[THE PROBLEM]:
Retype every line of the records exactly.

[Dataset entries]
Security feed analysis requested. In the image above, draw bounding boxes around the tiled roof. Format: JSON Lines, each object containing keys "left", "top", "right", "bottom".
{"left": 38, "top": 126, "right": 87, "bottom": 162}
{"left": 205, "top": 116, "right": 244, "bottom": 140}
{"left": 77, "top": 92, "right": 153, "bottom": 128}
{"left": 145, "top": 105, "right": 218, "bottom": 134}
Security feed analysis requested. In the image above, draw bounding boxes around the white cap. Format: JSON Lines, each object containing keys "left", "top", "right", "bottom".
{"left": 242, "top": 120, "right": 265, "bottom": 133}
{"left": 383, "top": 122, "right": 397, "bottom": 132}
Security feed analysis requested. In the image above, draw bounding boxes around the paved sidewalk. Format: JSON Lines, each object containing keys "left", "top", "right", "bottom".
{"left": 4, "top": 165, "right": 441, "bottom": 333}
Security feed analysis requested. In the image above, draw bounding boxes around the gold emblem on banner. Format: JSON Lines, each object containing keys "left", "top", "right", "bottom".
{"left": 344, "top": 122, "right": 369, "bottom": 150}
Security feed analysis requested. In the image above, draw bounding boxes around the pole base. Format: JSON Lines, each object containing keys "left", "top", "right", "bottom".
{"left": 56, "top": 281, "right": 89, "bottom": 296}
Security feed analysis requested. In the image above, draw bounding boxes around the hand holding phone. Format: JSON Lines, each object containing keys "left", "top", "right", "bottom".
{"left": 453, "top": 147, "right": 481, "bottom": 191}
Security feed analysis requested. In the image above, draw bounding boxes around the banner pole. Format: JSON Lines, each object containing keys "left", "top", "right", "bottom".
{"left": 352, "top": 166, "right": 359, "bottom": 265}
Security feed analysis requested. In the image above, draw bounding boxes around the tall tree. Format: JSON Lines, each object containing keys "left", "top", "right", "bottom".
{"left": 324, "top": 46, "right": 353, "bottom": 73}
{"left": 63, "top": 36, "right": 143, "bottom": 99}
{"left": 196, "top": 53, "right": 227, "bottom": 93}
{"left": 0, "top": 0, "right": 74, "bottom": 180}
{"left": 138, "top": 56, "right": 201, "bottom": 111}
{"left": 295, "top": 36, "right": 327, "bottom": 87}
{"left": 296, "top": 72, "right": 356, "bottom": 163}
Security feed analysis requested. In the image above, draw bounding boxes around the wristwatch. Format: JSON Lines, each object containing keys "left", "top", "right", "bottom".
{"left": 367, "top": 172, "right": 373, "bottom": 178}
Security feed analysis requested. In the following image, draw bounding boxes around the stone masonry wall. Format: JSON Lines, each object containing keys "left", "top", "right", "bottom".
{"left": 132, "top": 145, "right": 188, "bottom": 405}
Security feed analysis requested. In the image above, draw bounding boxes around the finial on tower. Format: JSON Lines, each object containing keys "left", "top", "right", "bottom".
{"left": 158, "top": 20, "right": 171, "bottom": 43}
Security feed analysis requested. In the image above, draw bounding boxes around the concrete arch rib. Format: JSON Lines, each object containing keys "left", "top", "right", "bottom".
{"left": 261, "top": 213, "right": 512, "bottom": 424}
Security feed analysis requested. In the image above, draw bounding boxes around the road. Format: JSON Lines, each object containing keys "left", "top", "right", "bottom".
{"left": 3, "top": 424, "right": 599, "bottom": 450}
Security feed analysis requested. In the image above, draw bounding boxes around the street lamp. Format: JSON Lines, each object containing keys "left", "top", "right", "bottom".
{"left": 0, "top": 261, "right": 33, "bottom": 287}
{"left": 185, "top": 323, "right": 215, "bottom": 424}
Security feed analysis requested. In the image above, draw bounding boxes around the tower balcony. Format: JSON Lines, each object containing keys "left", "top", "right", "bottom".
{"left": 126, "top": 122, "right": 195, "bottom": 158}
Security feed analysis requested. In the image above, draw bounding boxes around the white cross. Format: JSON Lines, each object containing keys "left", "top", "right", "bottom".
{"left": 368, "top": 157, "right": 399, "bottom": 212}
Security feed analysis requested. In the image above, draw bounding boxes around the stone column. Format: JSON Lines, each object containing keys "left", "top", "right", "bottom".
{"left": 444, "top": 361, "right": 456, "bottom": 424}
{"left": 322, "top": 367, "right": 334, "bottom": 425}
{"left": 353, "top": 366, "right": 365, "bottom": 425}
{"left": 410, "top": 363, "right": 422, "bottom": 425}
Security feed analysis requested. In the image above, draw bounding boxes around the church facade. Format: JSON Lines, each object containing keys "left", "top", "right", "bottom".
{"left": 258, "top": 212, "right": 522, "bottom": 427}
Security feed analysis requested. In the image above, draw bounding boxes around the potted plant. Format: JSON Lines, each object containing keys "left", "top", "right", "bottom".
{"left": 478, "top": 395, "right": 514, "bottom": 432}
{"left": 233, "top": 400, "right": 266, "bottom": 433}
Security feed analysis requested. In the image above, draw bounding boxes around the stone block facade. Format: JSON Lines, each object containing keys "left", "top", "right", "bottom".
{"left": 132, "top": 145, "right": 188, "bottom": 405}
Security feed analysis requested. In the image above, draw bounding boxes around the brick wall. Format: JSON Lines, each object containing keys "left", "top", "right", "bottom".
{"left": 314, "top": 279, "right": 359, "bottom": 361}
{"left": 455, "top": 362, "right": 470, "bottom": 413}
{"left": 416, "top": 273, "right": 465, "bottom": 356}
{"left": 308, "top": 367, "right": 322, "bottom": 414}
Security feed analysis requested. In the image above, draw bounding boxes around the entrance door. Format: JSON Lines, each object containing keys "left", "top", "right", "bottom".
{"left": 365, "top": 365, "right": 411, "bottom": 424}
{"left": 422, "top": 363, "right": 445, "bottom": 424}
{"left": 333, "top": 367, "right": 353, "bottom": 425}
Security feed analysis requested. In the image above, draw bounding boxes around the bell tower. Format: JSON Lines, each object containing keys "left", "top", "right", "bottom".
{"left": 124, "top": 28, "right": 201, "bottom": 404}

[PROBLEM SOLUTION]:
Security feed analysis requested. In the image above, draw bounding boxes around the tiled roof. Format: JSON Lines, each object containing keys "left", "top", "right", "bottom".
{"left": 38, "top": 126, "right": 87, "bottom": 162}
{"left": 205, "top": 116, "right": 244, "bottom": 140}
{"left": 77, "top": 92, "right": 153, "bottom": 128}
{"left": 145, "top": 105, "right": 218, "bottom": 134}
Security feed analysis requested. In the image above, draw bounding boxes around the white cap. Format: JSON Lines, each object containing keys "left", "top", "right", "bottom".
{"left": 242, "top": 120, "right": 265, "bottom": 133}
{"left": 383, "top": 122, "right": 397, "bottom": 132}
Security feed analysis requested. In the image above, draw bounding boxes around the paved sidewalk. Format: JSON Lines, each object containing keys "left", "top", "right", "bottom".
{"left": 4, "top": 165, "right": 441, "bottom": 333}
Security feed analysis requested. In the image above, draw bounding boxes around the gold emblem on banner. Format: JSON Lines, each object containing keys "left", "top", "right", "bottom".
{"left": 344, "top": 122, "right": 369, "bottom": 150}
Security feed analysis requested. In the image above, draw bounding boxes around the pole base. Format: JSON Lines, each object containing keys "left", "top", "right", "bottom".
{"left": 56, "top": 281, "right": 89, "bottom": 296}
Security feed analysis requested. In the image above, draw bounding boxes around the hand holding phone. Format: JSON Lines, each object containing keys "left", "top", "right", "bottom".
{"left": 453, "top": 147, "right": 481, "bottom": 191}
Security feed analysis requested. In the image above, draw bounding boxes around the banner pole. Format: JSON Lines, each object containing keys "left", "top", "right", "bottom".
{"left": 352, "top": 166, "right": 359, "bottom": 265}
Security feed analysis requested. In the image above, draw bounding boxes around the tall tree. Format: JSON Lines, each object containing keys "left", "top", "right", "bottom".
{"left": 324, "top": 46, "right": 353, "bottom": 73}
{"left": 63, "top": 36, "right": 143, "bottom": 99}
{"left": 196, "top": 53, "right": 227, "bottom": 93}
{"left": 0, "top": 0, "right": 74, "bottom": 180}
{"left": 138, "top": 56, "right": 201, "bottom": 111}
{"left": 295, "top": 36, "right": 327, "bottom": 87}
{"left": 296, "top": 72, "right": 356, "bottom": 163}
Security feed analysis requested. In the image above, draw bounding boxes around the wristwatch. Format: JSON Lines, each object containing keys "left", "top", "right", "bottom".
{"left": 367, "top": 172, "right": 373, "bottom": 178}
Security feed analysis requested. In the following image, draw bounding boxes around the stone masonry wall. Format: JSON Lines, each object containing keys "left", "top", "right", "bottom".
{"left": 132, "top": 145, "right": 188, "bottom": 405}
Security feed analysis requested. In the image above, draw bounding boxes around the finial on tower. Format: JSON Lines, each object containing keys "left", "top", "right", "bottom".
{"left": 158, "top": 20, "right": 171, "bottom": 43}
Security feed analysis requested. In the image above, draw bounding boxes around the concrete arch rib. Format: JSON Lines, each object containing keys "left", "top", "right", "bottom".
{"left": 261, "top": 213, "right": 512, "bottom": 424}
Security feed analysis requested. In the image above, draw bounding boxes around the road. Format: JSON Lines, each object containing keys "left", "top", "right", "bottom".
{"left": 3, "top": 424, "right": 599, "bottom": 450}
Security feed analysis requested. In the image above, draw bounding boxes around the street lamp. Format: JSON Lines, each object containing keys "left", "top", "right", "bottom".
{"left": 0, "top": 261, "right": 33, "bottom": 287}
{"left": 185, "top": 323, "right": 215, "bottom": 424}
Security feed analysis requested. In the image above, draw bounding boxes around the tower balcony. Format: JSON Lines, each object containing keys "left", "top", "right", "bottom".
{"left": 126, "top": 122, "right": 195, "bottom": 158}
Security feed analysis requested. In the image above, draw bounding boxes around the white cross. Format: JSON Lines, each object containing keys "left", "top", "right", "bottom".
{"left": 368, "top": 157, "right": 399, "bottom": 212}
Security feed analysis requested. In the image above, draw bounding boxes around the stone column. Format: JSON Lines, each object containing keys "left", "top", "right", "bottom".
{"left": 444, "top": 361, "right": 456, "bottom": 424}
{"left": 322, "top": 367, "right": 334, "bottom": 425}
{"left": 353, "top": 366, "right": 365, "bottom": 425}
{"left": 410, "top": 363, "right": 422, "bottom": 425}
Security feed analysis requested. In the image above, draw bounding boxes around the church facade. Format: JSON Lines, each object containing keys "left", "top", "right", "bottom".
{"left": 258, "top": 212, "right": 522, "bottom": 427}
Security feed analysis requested. In the image above, draw bounding boxes around the potted plant. Format: JSON Lines, each object containing keys "left", "top", "right", "bottom".
{"left": 478, "top": 395, "right": 514, "bottom": 432}
{"left": 233, "top": 400, "right": 266, "bottom": 433}
Security feed analysis requested. In the image above, draw bounding boxes around the stone block facade. Format: JSON Lines, each object containing keys "left", "top", "right", "bottom".
{"left": 132, "top": 145, "right": 188, "bottom": 405}
Security feed analysis requested. In the image above, draw bounding boxes around the brick wall. Format: JSON Lines, each object containing keys "left", "top", "right", "bottom".
{"left": 314, "top": 279, "right": 359, "bottom": 361}
{"left": 455, "top": 362, "right": 470, "bottom": 413}
{"left": 416, "top": 273, "right": 465, "bottom": 356}
{"left": 308, "top": 367, "right": 322, "bottom": 414}
Security feed analysis requested. In the image above, draw bounding boxes around the entrance door. Format: JSON Lines, each object containing keys "left", "top", "right", "bottom".
{"left": 365, "top": 365, "right": 411, "bottom": 424}
{"left": 422, "top": 363, "right": 445, "bottom": 424}
{"left": 333, "top": 367, "right": 353, "bottom": 425}
Security feed analysis requested. In the image above, draw bounding boxes around the bell tower. Format: JSON Lines, each object containing keys "left", "top", "right", "bottom".
{"left": 124, "top": 28, "right": 201, "bottom": 404}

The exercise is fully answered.